Reading text:
━━━━━━━━━━

Passages such as those bring me bitter despair.
And yet there are joyful stories by Kaaron too, beautiful reflections, such as the hopeful and compassionate The Speaker of Heaven,
the sweet fairy tale-esque Born and Bread,
and the beautifully redemptive Death’s Door Café.
So it is that the disparities in our surrounds, in our lives, in ourselves, are able—at their best and their worst—to be captured by Kaaron Warren.
Midnight cheers,
—Eric J. Guignard
Chino Hills, California
January 29, 2018
ABOUT KAARON WARREN
MY SHADOW EXISTENCE:
AN AUTOBIOGRAPHICAL ACCOUNT
FOR MOST OF MY LIFE I’VE CARRIED ALONG A shadow existence. Many of us do: that other self, the one most people don’t see. We present a public face to the world, that is the public existence.
Then there is the face most people don’t see. Sometimes those secrets are large and never to be revealed. Sometimes, we realize people knew the truth all along.
My shadow existence as a child was twofold. I lied every single day about my religious background, and I wanted to be a writer. I did write, novels and short stories I told no one about, confessed to no one, scrawling them by hand onto scavenged paper, scraps, and notes I still have, or had, until a rat died in a box stored in the shed.
My religious background was unusual and not something anyone would understand in suburban Melbourne, where I grew up. It was weird enough we were vegetarians, something I couldn’t hide. That alone got me noticed. But the other stuff?
I didn’t tell a soul.
Things I remember: A first kiss in the Bay at South Melbourne while my family were chanting Hare Krishna in the ashram a few blocks away. This boy saying, "Are you one of those vegitaryists? when I told him I didn’t eat meat, and, when he saw two Hare Krishna women walk past in saris, he said,
I hate those people." Me saying nothing because I didn’t feel I belonged to them. They were in my shadow existence. I started writing my first novel around this time. Red ink in exercise books, about prejudice and teen gangs and violence. I used everything I saw, translated into story on the page, but not the stuff that was actually happening. Not the huge feasts and the chants, the hours spent making flower necklaces for the gods (and that smell still makes me sleepy, the smell of chrysanthemums, because I was so tired making those necklaces). All of this annoying, more than anything else, let me be clear. None of it abusive.

━━━━━━━━━━

Records supplied:

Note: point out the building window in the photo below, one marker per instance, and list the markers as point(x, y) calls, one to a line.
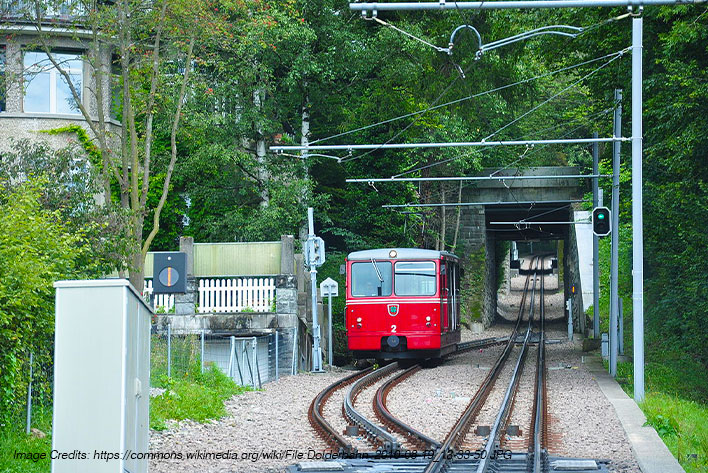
point(46, 90)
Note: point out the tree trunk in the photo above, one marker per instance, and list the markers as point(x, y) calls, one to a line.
point(304, 141)
point(263, 175)
point(459, 215)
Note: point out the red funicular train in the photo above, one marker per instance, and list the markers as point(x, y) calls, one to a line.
point(402, 303)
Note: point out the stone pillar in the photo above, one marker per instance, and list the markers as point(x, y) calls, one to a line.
point(185, 303)
point(489, 311)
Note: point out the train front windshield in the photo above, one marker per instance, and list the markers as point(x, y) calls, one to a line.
point(371, 279)
point(415, 278)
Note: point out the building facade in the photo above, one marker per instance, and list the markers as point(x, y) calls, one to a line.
point(35, 95)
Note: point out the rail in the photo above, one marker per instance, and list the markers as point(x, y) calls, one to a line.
point(455, 437)
point(324, 429)
point(378, 434)
point(413, 435)
point(503, 414)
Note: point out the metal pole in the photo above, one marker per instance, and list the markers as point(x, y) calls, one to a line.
point(523, 4)
point(569, 306)
point(29, 397)
point(595, 248)
point(614, 261)
point(294, 363)
point(169, 350)
point(329, 352)
point(461, 144)
point(316, 352)
point(621, 327)
point(637, 220)
point(201, 360)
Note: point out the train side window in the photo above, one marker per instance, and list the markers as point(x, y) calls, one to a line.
point(415, 278)
point(366, 282)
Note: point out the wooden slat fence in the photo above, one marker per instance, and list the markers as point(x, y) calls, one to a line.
point(236, 294)
point(163, 302)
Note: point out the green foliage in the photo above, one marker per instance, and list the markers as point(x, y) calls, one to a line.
point(14, 439)
point(36, 249)
point(199, 397)
point(683, 426)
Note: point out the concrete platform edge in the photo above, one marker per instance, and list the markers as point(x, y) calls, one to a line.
point(650, 451)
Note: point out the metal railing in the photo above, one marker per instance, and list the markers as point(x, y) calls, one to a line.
point(61, 10)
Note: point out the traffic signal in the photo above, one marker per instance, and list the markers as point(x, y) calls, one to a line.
point(314, 251)
point(601, 225)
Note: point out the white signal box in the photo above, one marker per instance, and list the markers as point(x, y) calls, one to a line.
point(329, 287)
point(101, 378)
point(314, 251)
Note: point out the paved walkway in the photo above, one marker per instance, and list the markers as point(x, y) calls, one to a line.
point(652, 454)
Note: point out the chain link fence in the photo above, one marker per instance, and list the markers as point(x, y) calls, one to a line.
point(249, 361)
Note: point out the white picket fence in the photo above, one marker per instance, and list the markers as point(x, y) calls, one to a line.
point(224, 295)
point(163, 302)
point(236, 294)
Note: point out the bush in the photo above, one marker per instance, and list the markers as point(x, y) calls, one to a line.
point(197, 396)
point(36, 249)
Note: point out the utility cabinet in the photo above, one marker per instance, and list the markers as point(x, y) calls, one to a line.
point(101, 378)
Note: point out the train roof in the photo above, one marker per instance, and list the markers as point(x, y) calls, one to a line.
point(403, 253)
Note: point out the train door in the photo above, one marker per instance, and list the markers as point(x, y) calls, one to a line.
point(450, 295)
point(455, 291)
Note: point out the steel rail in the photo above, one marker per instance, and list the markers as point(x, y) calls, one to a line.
point(457, 434)
point(414, 436)
point(539, 416)
point(323, 428)
point(505, 409)
point(381, 410)
point(376, 433)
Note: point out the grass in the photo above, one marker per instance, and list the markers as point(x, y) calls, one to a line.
point(683, 426)
point(199, 397)
point(13, 439)
point(674, 405)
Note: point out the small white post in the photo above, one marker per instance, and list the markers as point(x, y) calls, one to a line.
point(569, 306)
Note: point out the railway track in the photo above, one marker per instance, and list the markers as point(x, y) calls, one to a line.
point(453, 447)
point(379, 436)
point(450, 454)
point(460, 451)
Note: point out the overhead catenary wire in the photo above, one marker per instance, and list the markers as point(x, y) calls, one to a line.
point(386, 144)
point(470, 97)
point(527, 135)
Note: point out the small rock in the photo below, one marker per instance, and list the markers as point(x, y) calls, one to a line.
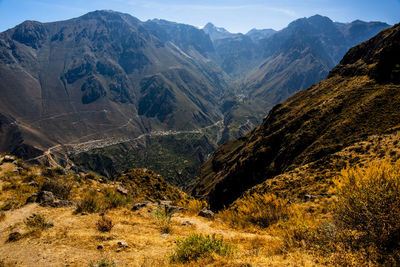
point(166, 202)
point(187, 223)
point(33, 183)
point(32, 198)
point(122, 190)
point(14, 236)
point(206, 213)
point(140, 205)
point(309, 197)
point(122, 244)
point(46, 198)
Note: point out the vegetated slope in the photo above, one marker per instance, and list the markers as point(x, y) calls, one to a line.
point(103, 75)
point(360, 98)
point(302, 54)
point(268, 70)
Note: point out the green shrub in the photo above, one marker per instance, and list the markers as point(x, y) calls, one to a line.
point(37, 222)
point(114, 200)
point(58, 187)
point(2, 216)
point(369, 202)
point(256, 209)
point(104, 224)
point(163, 219)
point(90, 203)
point(198, 246)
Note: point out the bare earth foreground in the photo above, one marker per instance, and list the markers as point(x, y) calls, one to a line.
point(74, 241)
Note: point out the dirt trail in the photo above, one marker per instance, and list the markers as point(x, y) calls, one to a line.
point(75, 148)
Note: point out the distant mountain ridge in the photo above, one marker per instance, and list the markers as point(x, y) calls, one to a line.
point(107, 78)
point(302, 140)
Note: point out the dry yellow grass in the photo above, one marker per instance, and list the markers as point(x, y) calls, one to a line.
point(74, 239)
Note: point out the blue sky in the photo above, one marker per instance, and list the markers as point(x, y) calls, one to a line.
point(234, 15)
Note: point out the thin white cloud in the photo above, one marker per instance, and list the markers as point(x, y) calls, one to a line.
point(208, 7)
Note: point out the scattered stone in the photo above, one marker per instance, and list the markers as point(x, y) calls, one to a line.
point(166, 202)
point(15, 236)
point(309, 197)
point(32, 198)
point(187, 223)
point(8, 158)
point(139, 205)
point(206, 213)
point(33, 183)
point(47, 199)
point(122, 190)
point(122, 244)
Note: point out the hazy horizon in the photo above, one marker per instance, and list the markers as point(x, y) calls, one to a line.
point(223, 13)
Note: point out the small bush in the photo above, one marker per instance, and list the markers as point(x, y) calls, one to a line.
point(198, 246)
point(193, 206)
point(103, 263)
point(163, 219)
point(90, 203)
point(90, 175)
point(58, 187)
point(53, 172)
point(114, 200)
point(38, 222)
point(369, 203)
point(104, 224)
point(256, 209)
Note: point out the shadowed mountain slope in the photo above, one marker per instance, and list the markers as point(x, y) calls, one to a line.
point(360, 98)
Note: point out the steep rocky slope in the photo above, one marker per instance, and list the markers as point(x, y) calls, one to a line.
point(360, 98)
point(102, 75)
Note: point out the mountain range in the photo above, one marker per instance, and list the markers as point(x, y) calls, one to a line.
point(107, 79)
point(353, 117)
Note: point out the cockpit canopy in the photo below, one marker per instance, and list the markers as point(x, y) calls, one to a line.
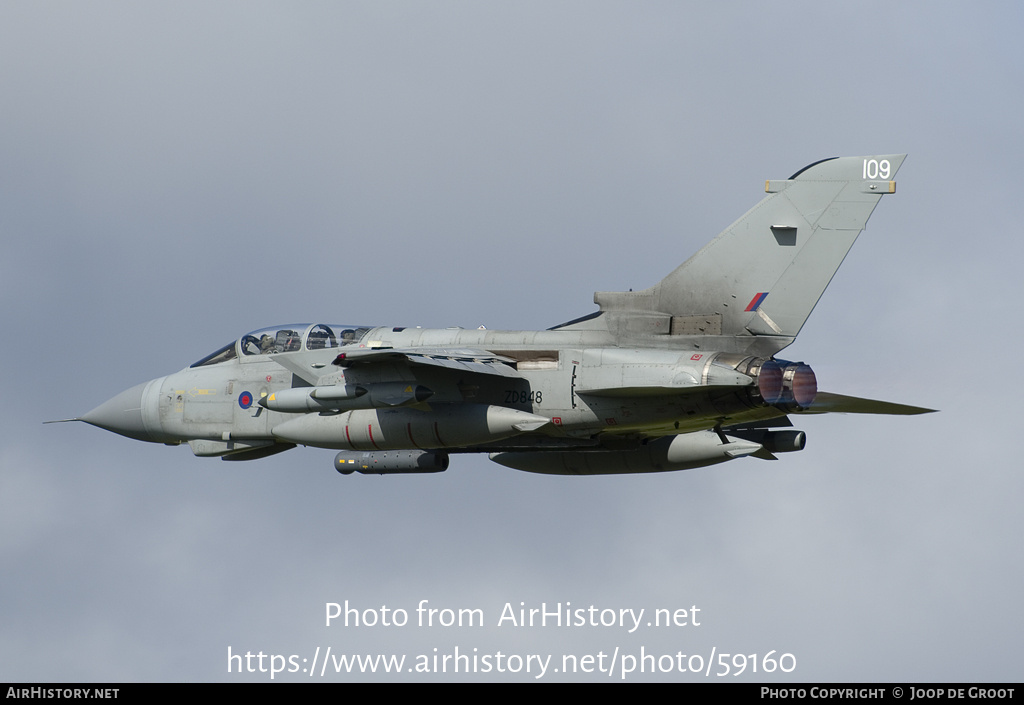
point(288, 338)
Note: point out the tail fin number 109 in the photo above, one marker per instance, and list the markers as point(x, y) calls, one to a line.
point(876, 169)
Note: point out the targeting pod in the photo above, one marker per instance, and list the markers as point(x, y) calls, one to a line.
point(346, 397)
point(390, 462)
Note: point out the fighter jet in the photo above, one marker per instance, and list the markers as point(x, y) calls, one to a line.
point(681, 375)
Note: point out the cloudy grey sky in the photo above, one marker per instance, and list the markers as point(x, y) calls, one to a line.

━━━━━━━━━━

Work to do:
a) Answer these about the Kaaron Warren text:
(i) Which story is called "sweet fairy tale-esque"?
(ii) In which city was the introduction signed?
(iii) What did the author use to write the first novel?
b) Could you write the next part of the Kaaron Warren text, continuing after its last line?
You won't need the material to answer anything here.

Outputs by task:
a)
(i) Born and Bread
(ii) Chino Hills, California
(iii) Red ink in exercise books

b)
Soon after I spent time in New Zealand on a Hare Krishna farm. They had me collecting money for them on the streets of Auckland but we didn’t say that, we said we were collecting for teenagers on drugs or something, so there was a shadow self within my shadow self. I kept a diary at the time for my best friend, every last bit of it a lie. I lied about where I was staying, what I did all day. While my friends were swimming in the lake or sleeping all day, I was getting up at 4 a.m., dressing in a sari, being told that I was disturbing the bachelors so I needed to cover up even more. I was eating delicious food, sleeping on the floor of a caravan, writing letters homes to friends that didn’t describe the filthy unemptied portable toilets, left for days past the time they should be collected because the contractor didn’t like the Hare Krishnas.
I was being called a prostitute by a man who worked on the top floor of one of the offices. Apparently watching me collect money made him very angry, although why he was staring down at a fourteen-year-old on the street he didn’t say.
All of it grist for the mill. All of it stories in the making. I still get caught sometimes using shadow existence terminology in life and in my stories. Words like take rest
and isn’t it.
Words stick with me, like the guru telling us that the only pure pleasure was passing stool.
I wrote a story called The Animodes Revolt
at this time, inspired by a piece of equipment at my grandmother’s house. When I was at her house I was myself; no shadow required. My absolute self. She knew about the religion. She knew I wanted to be a writer.
Before the Hare Krishnas there was Transcendental Meditation. Lots of blessed-out, very kind adults. What I remember: The apple crumble they all brought to Pot Luck Suppers. The stink of one of the women, who wore a particular kind of shirt, nylon, flowery. Whenever I see a shirt like that at a second-hand clothing shop I think of her and her stink.
The tedium of meditation. It was boring, as an eight-year-old, sitting still for twenty minutes, so I wrote stories in my head.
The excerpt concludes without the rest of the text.